■ Article ■

::::

Brief

Living Wages at the Airport and Port of San Francisco

The Benefits and the Costs

Purpose of this report

San Francisco’s proposed living wage ordinance would require covered employers to pay their workers a minimum of $11 per hour plus health benefits or a cash equivalent. The covered employers are basically those who have more than five employees and who either have contracts with the city or lease property from the city.

This report constitutes the second of two installments of a comprehensive analysis of the proposed ordinance. The first part, released in June 1999 (and available on the web at http://socrates.berkeley.edu/~iir/) discussed the needs of San Francisco’s workers and examined the costs and benefits of raising pay for employees of service contractors and home care workers. This second part discusses the costs and benefits of raising pay for employees of property contractors.

::::

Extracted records

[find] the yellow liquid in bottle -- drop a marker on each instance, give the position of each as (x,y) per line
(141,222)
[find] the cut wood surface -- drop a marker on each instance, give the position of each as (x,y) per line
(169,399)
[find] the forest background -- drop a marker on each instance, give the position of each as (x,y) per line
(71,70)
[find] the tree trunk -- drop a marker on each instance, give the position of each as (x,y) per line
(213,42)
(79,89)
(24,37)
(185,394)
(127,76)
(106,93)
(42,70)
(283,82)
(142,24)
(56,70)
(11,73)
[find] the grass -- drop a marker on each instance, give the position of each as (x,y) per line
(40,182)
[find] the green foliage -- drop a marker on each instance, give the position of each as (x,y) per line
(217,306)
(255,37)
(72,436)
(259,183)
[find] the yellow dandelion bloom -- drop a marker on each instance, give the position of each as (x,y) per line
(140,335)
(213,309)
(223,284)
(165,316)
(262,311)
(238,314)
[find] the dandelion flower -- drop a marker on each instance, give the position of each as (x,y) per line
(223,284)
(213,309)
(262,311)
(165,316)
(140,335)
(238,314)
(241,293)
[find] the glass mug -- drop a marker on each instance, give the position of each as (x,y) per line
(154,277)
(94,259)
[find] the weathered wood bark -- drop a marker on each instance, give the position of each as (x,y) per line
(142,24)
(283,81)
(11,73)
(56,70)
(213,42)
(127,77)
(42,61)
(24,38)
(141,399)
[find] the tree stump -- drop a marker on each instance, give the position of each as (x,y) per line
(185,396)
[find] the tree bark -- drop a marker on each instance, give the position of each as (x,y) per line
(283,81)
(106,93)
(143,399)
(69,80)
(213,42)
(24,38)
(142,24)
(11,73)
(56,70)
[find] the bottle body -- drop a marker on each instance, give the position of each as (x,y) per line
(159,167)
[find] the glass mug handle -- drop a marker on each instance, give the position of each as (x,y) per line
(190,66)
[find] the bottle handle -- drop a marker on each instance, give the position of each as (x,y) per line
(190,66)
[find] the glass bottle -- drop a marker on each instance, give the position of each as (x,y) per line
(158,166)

::::

Please reproduce, word for word, the stretch of the San Francisco living wage report from "This report constitutes" through "of property contractors.".

■ Task output ■
This report constitutes the second of two installments of a comprehensive analysis of the proposed ordinance. The first part, released in June 1999 (and available on the web at http://socrates.berkeley.edu/~iir/) discussed the needs of San Francisco’s workers and examined the costs and benefits of raising pay for employees of service contractors and home care workers. This second part discusses the costs and benefits of raising pay for employees of property contractors.